= Passage shown =
++++++++++
Facebook was in the news in 2014 when they bought VR company Oculus, but industry pundits were left speculating for quite awhile about the social network’s intentions for the technology. This year, Facebook finally announced they’re using the Oculus platform to create a “social VR” experience: Facebook Spaces.
In Spaces, a user has their own avatar and can interact in a virtual space with others’ avatars. And in creating this platform, Facebook has taken VR tech away from purely presentation and toward actual participation for users.
The original Facebook gradually became a platform for businesses and advertising in addition to organic social interaction, so Spaces and other VR platforms have the potential to become tools for business as well.
While VR is still mostly in the entertainment domain, it can also be used for such utilitarian tasks as medical training, procedures and therapy. And as it gains traction for consumers, VR is also beginning to make waves in the CRE industry.

What’s already happening with VR in CRE

Major commercial real estate brokerages like JLL, CBREand Cushman & Wakefield as well as property developers like Lendlease and Capitaland in Asia are already using VR to show properties to potential buyers and tenants. And even more brokerages are in the process of investing in and implementing VR solutions because their brokers are seeking tools that give them a competitive edge.
There are a variety of VR tools on the market for CRE professionals, but some of the most popular include:
Matterport, which uses a 3-D camera to create lifelike digital renderings of spaces like dollhouse (3-D floor plan) views and walkthroughs.
Realvision, which creates interactive virtual tours and dimensioned floor plans of properties with a DSLR camera.
VirtualAPT, which employs robots to film and process realistic, full 360-degree walk-throughs of spaces in real-time.
Floored, which allows CRE professionals to explore and share products in an immersive, interactive web-based video game-like experience.
Virtual Xperience, which provides photo-realistic VR visualizations like traditional renderings, 360-degree videos and mobile walk-throughs.
But these tools are just the beginning for VR in the CRE industry.
What’s coming for VR in CRE
Right now, the biggest hurdle to the widespread use of VR in CRE is the cost, but as more companies are developing and introducing their versions of the technology, that cost will go down. Then, VR will be everywhere for CRE professionals, their clients and their clients’ tenants.
How you will use virtual reality
When you market properties, you won’t just show photos and videos. You’ll create a rendering of a finished space that is customized for your client’s wants and needs that your clients can truly experience. As we noted already, you’ll show more spaces in less time from your own office, your client’s office or home or totally virtually.
And once tools like Facebook Spaces are perfected and commercialized, you’ll be able to virtually meet with clients in a far more realistic manner than you can today with video conferencing tools, closing a divide between you and clients all over the world. An example of this could be a potential future integration of Facebook Spaces and a VR property tool like Matterport, wherein you could not only show a rendering of a space, but meet and discuss it like an in-person tour. Close, personal relationships and personalized tours will be possible with anyone, anywhere.
Beyond the world of CRE brokering and marketing, your clients and their tenants will take advantage of VR tools outside of the real estate buying process as well. It will be nearly as important for you to know how they’re using VR in their work and lives as it will be for you to understand how to use it in yours.
++++++++++
[Dataset entries]
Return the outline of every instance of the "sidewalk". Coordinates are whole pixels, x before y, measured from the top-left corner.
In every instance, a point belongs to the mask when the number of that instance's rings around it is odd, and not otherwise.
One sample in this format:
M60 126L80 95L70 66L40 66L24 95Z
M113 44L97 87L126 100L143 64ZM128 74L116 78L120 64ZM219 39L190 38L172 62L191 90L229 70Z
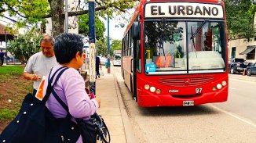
++++++++++
= Work request =
From the passage on virtual reality in commercial real estate, please quote everything from "What’s coming for VR" down to "or totally virtually.".

= Written answer =
What’s coming for VR in CRE
Right now, the biggest hurdle to the widespread use of VR in CRE is the cost, but as more companies are developing and introducing their versions of the technology, that cost will go down. Then, VR will be everywhere for CRE professionals, their clients and their clients’ tenants.
How you will use virtual reality
When you market properties, you won’t just show photos and videos. You’ll create a rendering of a finished space that is customized for your client’s wants and needs that your clients can truly experience. As we noted already, you’ll show more spaces in less time from your own office, your client’s office or home or totally virtually.